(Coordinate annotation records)
=-=-=

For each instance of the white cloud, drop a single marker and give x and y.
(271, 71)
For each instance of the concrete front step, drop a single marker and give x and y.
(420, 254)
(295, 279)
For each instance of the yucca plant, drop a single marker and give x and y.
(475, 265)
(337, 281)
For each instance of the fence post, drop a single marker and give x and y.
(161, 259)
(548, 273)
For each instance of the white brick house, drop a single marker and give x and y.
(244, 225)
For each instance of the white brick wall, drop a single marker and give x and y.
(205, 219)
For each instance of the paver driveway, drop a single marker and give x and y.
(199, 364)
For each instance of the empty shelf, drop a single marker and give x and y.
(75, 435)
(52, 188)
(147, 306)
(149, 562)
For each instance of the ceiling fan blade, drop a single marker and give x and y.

=-=-=

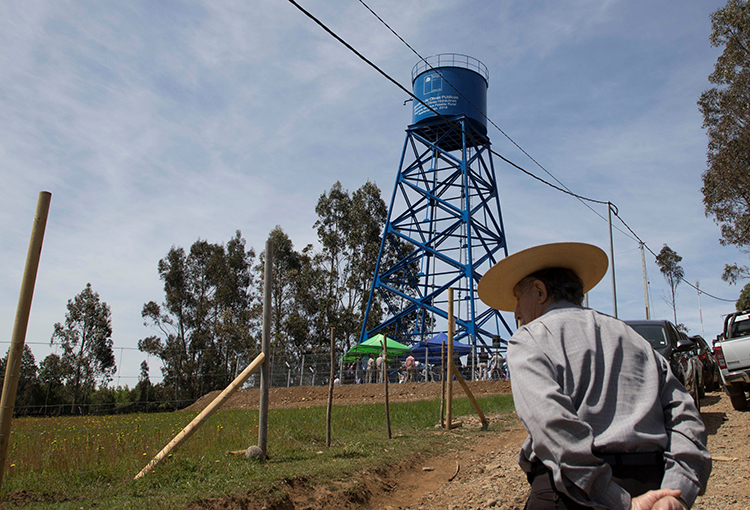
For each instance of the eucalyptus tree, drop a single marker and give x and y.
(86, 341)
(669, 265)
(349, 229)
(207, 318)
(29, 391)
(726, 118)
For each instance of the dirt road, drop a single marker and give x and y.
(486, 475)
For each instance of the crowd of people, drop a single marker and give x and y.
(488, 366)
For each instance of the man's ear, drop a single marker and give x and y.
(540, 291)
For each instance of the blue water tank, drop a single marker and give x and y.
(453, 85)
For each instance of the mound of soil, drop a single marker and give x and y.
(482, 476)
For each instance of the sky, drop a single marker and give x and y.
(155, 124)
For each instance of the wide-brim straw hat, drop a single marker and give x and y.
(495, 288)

=-=-=

Pull out every line of the material above that contains the string "brick", treating uppercase and lowercase as different.

_Written solution:_
For each instance of the white brick house, drop a single marker and give x and y.
For each instance of the white brick wall, drop a single marker and give x and y.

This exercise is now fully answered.